══ EXERCISE MATERIALS ══

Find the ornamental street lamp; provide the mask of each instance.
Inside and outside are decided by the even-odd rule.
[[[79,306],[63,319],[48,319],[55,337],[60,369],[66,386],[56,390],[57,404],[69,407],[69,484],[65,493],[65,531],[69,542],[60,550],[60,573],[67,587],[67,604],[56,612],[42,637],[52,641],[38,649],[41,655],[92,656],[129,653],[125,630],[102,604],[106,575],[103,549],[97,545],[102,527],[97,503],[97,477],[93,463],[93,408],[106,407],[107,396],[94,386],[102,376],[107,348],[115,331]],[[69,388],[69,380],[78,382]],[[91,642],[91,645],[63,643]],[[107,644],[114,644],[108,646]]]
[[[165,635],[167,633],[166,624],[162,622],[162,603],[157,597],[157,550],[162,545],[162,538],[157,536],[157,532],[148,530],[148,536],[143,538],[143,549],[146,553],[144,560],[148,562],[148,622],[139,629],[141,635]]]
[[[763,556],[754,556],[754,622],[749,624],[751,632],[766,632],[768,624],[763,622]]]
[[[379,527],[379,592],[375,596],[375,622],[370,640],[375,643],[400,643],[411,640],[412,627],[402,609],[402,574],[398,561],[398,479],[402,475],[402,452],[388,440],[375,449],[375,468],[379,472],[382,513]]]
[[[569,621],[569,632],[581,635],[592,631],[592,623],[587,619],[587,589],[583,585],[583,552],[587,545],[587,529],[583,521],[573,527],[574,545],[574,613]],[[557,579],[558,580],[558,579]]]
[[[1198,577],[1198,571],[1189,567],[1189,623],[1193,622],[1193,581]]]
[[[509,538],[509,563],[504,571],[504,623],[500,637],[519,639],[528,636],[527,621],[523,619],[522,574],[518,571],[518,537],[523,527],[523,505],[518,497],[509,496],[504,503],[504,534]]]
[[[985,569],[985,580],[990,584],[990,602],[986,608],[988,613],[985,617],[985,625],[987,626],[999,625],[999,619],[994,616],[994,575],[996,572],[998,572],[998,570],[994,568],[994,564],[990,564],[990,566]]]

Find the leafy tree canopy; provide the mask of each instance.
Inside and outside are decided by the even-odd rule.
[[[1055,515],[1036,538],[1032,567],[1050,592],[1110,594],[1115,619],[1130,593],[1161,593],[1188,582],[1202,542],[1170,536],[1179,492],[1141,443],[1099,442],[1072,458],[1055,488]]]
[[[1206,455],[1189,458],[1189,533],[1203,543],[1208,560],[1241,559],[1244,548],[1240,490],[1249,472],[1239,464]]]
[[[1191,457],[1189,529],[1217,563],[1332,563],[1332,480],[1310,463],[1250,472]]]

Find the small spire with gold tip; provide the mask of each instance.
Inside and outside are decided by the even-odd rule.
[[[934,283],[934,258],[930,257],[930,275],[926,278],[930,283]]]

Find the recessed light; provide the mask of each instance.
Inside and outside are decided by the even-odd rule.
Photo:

═══

WHAT IS EXPECTED: Would you please copy the lines above, from the one holding "Find the small" through the last, and nothing else?

RESULT BELOW:
Find the small spire with gold tip; provide the mask of each instance.
Inside and outside are decided by the even-odd rule.
[[[934,283],[934,258],[930,257],[930,275],[926,278],[930,283]]]

Find the recessed light; provide the mask of each instance.
Inside and outside are decided by the even-odd rule.
Photo:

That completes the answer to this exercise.